Turn every line of the items below into a numbered list, skipping any blank lines.

Recorded data>

++++++++

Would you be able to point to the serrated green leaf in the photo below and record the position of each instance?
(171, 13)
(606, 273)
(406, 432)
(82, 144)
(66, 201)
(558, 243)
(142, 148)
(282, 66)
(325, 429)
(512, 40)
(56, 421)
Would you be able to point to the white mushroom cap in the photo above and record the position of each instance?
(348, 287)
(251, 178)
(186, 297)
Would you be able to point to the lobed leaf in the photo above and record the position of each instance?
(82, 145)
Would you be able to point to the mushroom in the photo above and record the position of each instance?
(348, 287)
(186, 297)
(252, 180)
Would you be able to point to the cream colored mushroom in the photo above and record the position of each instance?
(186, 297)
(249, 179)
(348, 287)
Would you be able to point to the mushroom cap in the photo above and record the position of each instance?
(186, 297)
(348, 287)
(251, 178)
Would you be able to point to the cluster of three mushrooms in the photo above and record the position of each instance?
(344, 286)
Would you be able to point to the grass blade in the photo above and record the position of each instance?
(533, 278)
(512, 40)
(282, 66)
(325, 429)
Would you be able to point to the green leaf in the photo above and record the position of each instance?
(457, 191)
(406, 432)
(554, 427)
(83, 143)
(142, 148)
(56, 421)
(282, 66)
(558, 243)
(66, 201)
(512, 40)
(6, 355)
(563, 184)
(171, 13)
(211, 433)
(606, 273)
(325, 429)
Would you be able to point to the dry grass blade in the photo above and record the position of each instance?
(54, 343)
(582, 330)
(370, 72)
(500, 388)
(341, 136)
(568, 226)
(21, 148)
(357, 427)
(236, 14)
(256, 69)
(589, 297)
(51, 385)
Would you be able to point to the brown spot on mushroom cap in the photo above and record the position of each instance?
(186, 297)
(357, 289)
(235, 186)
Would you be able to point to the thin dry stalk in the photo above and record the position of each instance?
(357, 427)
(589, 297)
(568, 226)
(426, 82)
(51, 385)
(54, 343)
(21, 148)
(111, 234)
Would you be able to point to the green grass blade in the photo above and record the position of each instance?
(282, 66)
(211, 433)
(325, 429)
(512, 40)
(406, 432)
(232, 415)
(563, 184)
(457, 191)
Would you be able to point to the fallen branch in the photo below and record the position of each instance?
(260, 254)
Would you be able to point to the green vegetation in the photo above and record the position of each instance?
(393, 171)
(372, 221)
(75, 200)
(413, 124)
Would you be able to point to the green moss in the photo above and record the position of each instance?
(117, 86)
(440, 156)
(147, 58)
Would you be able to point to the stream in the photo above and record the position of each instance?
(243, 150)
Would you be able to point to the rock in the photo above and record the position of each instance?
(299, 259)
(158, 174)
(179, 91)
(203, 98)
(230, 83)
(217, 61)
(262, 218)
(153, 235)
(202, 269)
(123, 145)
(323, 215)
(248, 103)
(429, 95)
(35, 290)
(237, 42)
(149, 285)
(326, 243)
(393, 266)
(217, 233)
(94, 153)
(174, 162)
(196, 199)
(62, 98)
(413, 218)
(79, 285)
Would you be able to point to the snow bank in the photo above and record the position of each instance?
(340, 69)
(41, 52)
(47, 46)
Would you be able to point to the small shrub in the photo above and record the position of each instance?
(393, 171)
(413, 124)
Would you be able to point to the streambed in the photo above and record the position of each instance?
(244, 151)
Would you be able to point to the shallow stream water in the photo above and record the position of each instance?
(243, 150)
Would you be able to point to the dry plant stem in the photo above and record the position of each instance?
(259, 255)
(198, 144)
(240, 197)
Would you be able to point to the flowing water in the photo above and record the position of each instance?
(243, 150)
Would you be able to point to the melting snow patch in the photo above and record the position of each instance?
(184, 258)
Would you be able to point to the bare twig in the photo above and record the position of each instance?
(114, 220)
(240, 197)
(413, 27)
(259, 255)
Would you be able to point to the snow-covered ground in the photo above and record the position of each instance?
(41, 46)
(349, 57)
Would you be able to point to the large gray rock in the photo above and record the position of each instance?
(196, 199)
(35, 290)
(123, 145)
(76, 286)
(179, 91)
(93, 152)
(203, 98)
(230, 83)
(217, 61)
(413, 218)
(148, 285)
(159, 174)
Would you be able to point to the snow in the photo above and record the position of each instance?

++++++++

Completed exercise>
1. Would you be able to point to the serrated green leaf in the photo below and record the position of each instance?
2. (171, 13)
3. (606, 273)
4. (406, 432)
5. (82, 144)
6. (66, 201)
7. (558, 243)
8. (142, 148)
9. (282, 66)
10. (325, 429)
11. (512, 40)
12. (56, 421)
13. Would you be able to point to the white mushroom cap in the photo above and record the position of each instance?
14. (348, 287)
15. (251, 178)
16. (186, 297)
17. Would you be able to point to the lobed leaf in the photo above and record the position of each instance?
18. (82, 145)
19. Would you be able to point to the mushroom in the photo above and record the position of each instance?
20. (348, 287)
21. (186, 297)
22. (252, 180)
23. Would you be able to point to the cream colored mushroom in the photo above and record the position of each instance?
24. (186, 297)
25. (249, 179)
26. (348, 287)
27. Would you be able to point to the mushroom cap in the photo above and record the position of each instance?
28. (186, 297)
29. (348, 287)
30. (251, 178)
31. Would you be able to point to the cluster of three mushrooms in the photo above and record the position of each instance?
32. (344, 286)
33. Would you be able to point to the grass blade in the photo above and record the position of each instance?
34. (533, 278)
35. (512, 40)
36. (282, 66)
37. (325, 429)
38. Would you be able to point to the green leaf in the photo above and record the position of each instance?
39. (457, 191)
40. (406, 432)
41. (554, 427)
42. (83, 143)
43. (142, 148)
44. (56, 421)
45. (282, 66)
46. (558, 243)
47. (66, 201)
48. (512, 40)
49. (6, 355)
50. (563, 184)
51. (171, 13)
52. (211, 433)
53. (606, 273)
54. (325, 429)
55. Would you be able to point to the dry grass blade in the photo above and record the position of each instance?
56. (54, 343)
57. (582, 330)
58. (370, 72)
59. (500, 388)
60. (341, 136)
61. (568, 226)
62. (21, 148)
63. (357, 427)
64. (236, 14)
65. (256, 69)
66. (589, 297)
67. (51, 385)
68. Would you be able to point to the brown spot on mushroom cap in the photo above and record the position of each instance?
69. (186, 297)
70. (357, 289)
71. (235, 186)
72. Would you be able to point to the thin dry stalk in the photo above and record the position of each instance?
73. (357, 427)
74. (589, 297)
75. (568, 226)
76. (426, 82)
77. (51, 385)
78. (54, 343)
79. (21, 148)
80. (111, 234)
81. Would you be able to point to the green grass blade in the photo above and record the position of each instance?
82. (282, 66)
83. (211, 433)
84. (325, 429)
85. (512, 40)
86. (406, 432)
87. (232, 415)
88. (563, 184)
89. (457, 191)
90. Would you be able to point to the fallen branch in the photo below and record the position of each instance?
91. (260, 254)
92. Would you be able to point to the green vegetation in the photo above and record the position of each instance?
93. (393, 171)
94. (372, 221)
95. (75, 200)
96. (413, 124)
97. Would you be able to point to the green moss in the photo above and record the position of each instance?
98. (117, 86)
99. (440, 156)
100. (147, 58)
101. Would you be able to point to the stream in the photo above and record the position of each instance?
102. (243, 150)
103. Would you be able to point to the rock in the photo above and record the position of each instance?
104. (299, 259)
105. (158, 174)
106. (179, 91)
107. (203, 98)
108. (230, 83)
109. (217, 61)
110. (262, 218)
111. (153, 235)
112. (202, 269)
113. (123, 145)
114. (323, 215)
115. (248, 103)
116. (429, 95)
117. (35, 290)
118. (237, 42)
119. (149, 285)
120. (326, 243)
121. (393, 266)
122. (217, 233)
123. (94, 153)
124. (174, 162)
125. (196, 199)
126. (62, 98)
127. (413, 218)
128. (79, 285)
129. Would you be able to point to the snow bank in the photo above and record the position of each instance?
130. (340, 69)
131. (41, 52)
132. (47, 46)
133. Would you be able to point to the small shrub in the photo above and record the position of each instance?
134. (393, 171)
135. (413, 124)
136. Would you be able to point to the streambed in the photo above and record the position of each instance?
137. (244, 151)
138. Would you be able to point to the shallow stream water in the photo above and record the position of each instance?
139. (243, 150)
140. Would you be able to point to the dry plant stem in the photo above and record the position of each instance?
141. (259, 255)
142. (198, 144)
143. (240, 197)
144. Would you be able to point to the flowing water in the photo above and record the position of each instance?
145. (243, 150)
146. Would you be able to point to the melting snow patch in the photo above and record the position of each instance?
147. (184, 258)
148. Would you be able to point to the bare twig in the photo above and record the position of each instance?
149. (114, 220)
150. (240, 197)
151. (413, 27)
152. (259, 255)
153. Would you be able to point to the snow-covered ground in the photo above and record the position of each instance?
154. (41, 46)
155. (349, 57)
156. Would you be able to point to the large gray rock in the photo above and record the position of each instance?
157. (196, 199)
158. (35, 290)
159. (123, 145)
160. (76, 286)
161. (179, 91)
162. (93, 152)
163. (203, 98)
164. (230, 83)
165. (217, 61)
166. (413, 218)
167. (148, 285)
168. (159, 174)
169. Would you be able to point to the snow in the photo above and record the position of each instance?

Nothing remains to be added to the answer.